Study text:
++++++++++

New underwater robot from MIT engineers plans its own missions

A new autonomous underwater vehicle (UAV) from researchers at MIT will help researchers on Earth explore the oceans, survey marine habitats and check on the health of species. It may also help scientists at NASA explore the solar system. The UAV uses artificial intelligence to set priorities, adapt to circumstances and execute minor repairs and maintenance.

Currently engineers spend a great deal of time writing scripts and low-level commands that tell a robot, step-by-step, how to carry out a mission. The new system asks humans for high-level goals and the robot then performs high-level decision making, while monitoring circumstances, to decide how best to achieve the goals it is tasked with.

Brian Williams, a professor of aeronautics and astronautics at MIT, and principal developer of the mission-planning system said that the system is loosely based on Star Trek. In the hierarchy of programs running the UAV, there is a “captain” which makes higher level decisions, plans missions and decides where to go and when. There is a “navigator” that selects the best route to meet the goals of the mission and a “doctor” or “engineer” that does diagnostics and repairs.

“We can give the system choices, like, ‘Go to either this or that science location and map it out,’ or ‘Communicate via an acoustic modem, or a satellite link. What the system does is, it makes those choices, but makes sure it satisfies all the timing constraints and doesn’t collide with anything along the way. So it has the ability to adapt to its environment,” said Williams in a statement.

The team tested the system in March on a research cruise off Australia. The MIT group, along with colleagues from the Australian Center for Field Robotics, the University of Rhode Island and Woods Hole Oceanographic Institute tested a number of UAVs. The MIT system demonstrated the ability to operate safely, even with other UAVs operating in the area.

“We wanted to show that these vehicles could plan their own missions, and execute, adapt, and re-plan them alone, without human support. With this system, we were showing we could safely zigzag all the way around the reef, like an obstacle course,” said Williams.

++++++++++

Information shown:
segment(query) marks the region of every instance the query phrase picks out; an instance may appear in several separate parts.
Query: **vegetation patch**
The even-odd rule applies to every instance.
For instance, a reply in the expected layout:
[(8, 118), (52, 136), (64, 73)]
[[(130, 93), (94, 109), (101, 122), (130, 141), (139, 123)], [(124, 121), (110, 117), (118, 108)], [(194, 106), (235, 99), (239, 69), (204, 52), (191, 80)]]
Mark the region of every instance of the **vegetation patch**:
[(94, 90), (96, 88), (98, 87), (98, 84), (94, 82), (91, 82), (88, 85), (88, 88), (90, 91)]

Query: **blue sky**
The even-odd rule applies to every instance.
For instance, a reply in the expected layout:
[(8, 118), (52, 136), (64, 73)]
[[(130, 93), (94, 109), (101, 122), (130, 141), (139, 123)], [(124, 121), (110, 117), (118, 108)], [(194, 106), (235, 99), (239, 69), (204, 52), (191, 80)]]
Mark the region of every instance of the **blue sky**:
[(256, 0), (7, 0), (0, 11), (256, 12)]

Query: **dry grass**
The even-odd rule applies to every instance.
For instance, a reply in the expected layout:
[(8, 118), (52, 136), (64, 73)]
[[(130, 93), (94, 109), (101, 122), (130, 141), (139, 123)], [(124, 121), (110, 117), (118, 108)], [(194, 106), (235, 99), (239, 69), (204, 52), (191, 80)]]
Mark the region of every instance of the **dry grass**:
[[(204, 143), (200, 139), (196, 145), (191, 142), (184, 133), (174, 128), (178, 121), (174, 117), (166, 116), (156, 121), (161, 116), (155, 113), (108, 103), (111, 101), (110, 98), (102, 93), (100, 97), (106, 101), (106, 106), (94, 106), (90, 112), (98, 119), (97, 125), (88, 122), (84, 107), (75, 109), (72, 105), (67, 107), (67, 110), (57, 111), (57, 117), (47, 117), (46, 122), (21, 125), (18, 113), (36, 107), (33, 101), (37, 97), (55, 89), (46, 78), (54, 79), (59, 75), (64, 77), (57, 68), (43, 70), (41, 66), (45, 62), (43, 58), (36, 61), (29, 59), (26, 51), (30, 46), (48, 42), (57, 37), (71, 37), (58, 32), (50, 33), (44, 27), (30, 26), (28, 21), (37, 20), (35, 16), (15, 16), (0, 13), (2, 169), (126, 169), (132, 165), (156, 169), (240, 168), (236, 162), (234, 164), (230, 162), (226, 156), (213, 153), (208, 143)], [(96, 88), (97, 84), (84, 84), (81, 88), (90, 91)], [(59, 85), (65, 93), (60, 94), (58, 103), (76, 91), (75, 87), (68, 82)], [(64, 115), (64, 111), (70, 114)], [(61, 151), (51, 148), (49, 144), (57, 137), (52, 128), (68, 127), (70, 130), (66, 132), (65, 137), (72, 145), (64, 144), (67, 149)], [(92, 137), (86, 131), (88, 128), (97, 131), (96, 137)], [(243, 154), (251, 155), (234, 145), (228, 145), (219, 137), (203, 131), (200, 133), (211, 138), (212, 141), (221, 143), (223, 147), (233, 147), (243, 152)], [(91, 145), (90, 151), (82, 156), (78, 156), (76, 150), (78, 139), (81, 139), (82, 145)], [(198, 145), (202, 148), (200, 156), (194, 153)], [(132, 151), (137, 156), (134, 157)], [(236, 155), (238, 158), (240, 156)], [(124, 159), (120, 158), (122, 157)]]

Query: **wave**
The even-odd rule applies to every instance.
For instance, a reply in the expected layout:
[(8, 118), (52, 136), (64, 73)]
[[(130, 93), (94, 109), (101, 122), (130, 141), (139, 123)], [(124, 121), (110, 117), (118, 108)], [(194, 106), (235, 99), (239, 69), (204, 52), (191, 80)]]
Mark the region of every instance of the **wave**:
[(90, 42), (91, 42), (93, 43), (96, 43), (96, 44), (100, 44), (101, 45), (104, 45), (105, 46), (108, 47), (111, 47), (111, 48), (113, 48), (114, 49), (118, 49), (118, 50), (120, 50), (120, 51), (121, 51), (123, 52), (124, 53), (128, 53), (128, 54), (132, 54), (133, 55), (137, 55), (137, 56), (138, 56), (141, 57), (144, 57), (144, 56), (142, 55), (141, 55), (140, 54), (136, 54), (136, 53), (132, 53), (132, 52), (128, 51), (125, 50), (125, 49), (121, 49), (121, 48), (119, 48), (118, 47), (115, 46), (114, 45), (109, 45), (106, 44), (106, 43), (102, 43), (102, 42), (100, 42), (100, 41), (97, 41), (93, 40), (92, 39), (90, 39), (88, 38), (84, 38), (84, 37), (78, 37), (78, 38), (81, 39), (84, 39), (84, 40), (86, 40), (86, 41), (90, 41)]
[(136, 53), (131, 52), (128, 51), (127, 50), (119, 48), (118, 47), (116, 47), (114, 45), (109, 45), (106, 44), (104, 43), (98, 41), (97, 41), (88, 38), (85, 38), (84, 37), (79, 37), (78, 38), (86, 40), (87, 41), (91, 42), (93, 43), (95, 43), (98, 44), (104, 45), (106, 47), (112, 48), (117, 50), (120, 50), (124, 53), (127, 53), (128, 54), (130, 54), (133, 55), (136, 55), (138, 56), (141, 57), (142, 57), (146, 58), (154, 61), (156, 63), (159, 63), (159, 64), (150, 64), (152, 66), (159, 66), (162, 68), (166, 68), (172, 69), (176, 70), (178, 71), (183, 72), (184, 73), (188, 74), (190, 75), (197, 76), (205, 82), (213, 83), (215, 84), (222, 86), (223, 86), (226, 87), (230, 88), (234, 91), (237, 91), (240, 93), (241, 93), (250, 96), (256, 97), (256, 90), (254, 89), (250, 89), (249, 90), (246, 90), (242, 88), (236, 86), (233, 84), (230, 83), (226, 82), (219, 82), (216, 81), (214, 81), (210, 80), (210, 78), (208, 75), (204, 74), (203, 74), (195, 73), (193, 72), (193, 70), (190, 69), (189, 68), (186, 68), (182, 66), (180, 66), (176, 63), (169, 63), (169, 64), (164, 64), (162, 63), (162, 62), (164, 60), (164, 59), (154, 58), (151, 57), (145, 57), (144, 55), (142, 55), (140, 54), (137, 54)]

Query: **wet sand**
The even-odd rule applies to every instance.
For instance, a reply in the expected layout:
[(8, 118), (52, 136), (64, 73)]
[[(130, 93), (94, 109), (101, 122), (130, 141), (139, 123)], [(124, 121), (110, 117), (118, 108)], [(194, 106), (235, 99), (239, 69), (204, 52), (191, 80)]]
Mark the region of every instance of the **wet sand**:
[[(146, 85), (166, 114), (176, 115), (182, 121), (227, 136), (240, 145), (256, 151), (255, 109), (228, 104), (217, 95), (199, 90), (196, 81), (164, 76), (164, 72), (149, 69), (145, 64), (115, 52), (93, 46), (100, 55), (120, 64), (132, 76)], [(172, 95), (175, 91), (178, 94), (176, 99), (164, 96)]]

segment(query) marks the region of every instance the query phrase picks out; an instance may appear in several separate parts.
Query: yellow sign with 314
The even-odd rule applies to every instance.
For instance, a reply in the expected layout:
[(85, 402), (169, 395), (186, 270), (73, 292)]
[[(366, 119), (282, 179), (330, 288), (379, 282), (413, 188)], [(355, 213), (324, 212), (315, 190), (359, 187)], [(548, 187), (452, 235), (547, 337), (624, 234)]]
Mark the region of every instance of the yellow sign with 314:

++++++++++

Task prompt: Duplicate the passage of the underwater robot article starting at "A new autonomous" and ending at "is tasked with.".

Answer box:
A new autonomous underwater vehicle (UAV) from researchers at MIT will help researchers on Earth explore the oceans, survey marine habitats and check on the health of species. It may also help scientists at NASA explore the solar system. The UAV uses artificial intelligence to set priorities, adapt to circumstances and execute minor repairs and maintenance.

Currently engineers spend a great deal of time writing scripts and low-level commands that tell a robot, step-by-step, how to carry out a mission. The new system asks humans for high-level goals and the robot then performs high-level decision making, while monitoring circumstances, to decide how best to achieve the goals it is tasked with.